> _Task goal_
Your task is to output the data exactly as it stands.

Dataset rows
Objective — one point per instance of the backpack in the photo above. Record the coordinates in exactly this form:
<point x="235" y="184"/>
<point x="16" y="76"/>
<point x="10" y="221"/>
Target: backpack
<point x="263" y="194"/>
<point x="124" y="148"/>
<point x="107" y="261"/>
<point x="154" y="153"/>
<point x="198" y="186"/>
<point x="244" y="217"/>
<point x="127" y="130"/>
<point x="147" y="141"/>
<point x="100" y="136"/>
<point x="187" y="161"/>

> _Expected output_
Objective — one point per instance of the backpack in the photo above. Record the coordinates in exactly this form:
<point x="235" y="184"/>
<point x="16" y="76"/>
<point x="10" y="221"/>
Target: backpack
<point x="263" y="194"/>
<point x="124" y="148"/>
<point x="107" y="261"/>
<point x="154" y="153"/>
<point x="198" y="186"/>
<point x="244" y="217"/>
<point x="127" y="130"/>
<point x="147" y="141"/>
<point x="100" y="136"/>
<point x="187" y="161"/>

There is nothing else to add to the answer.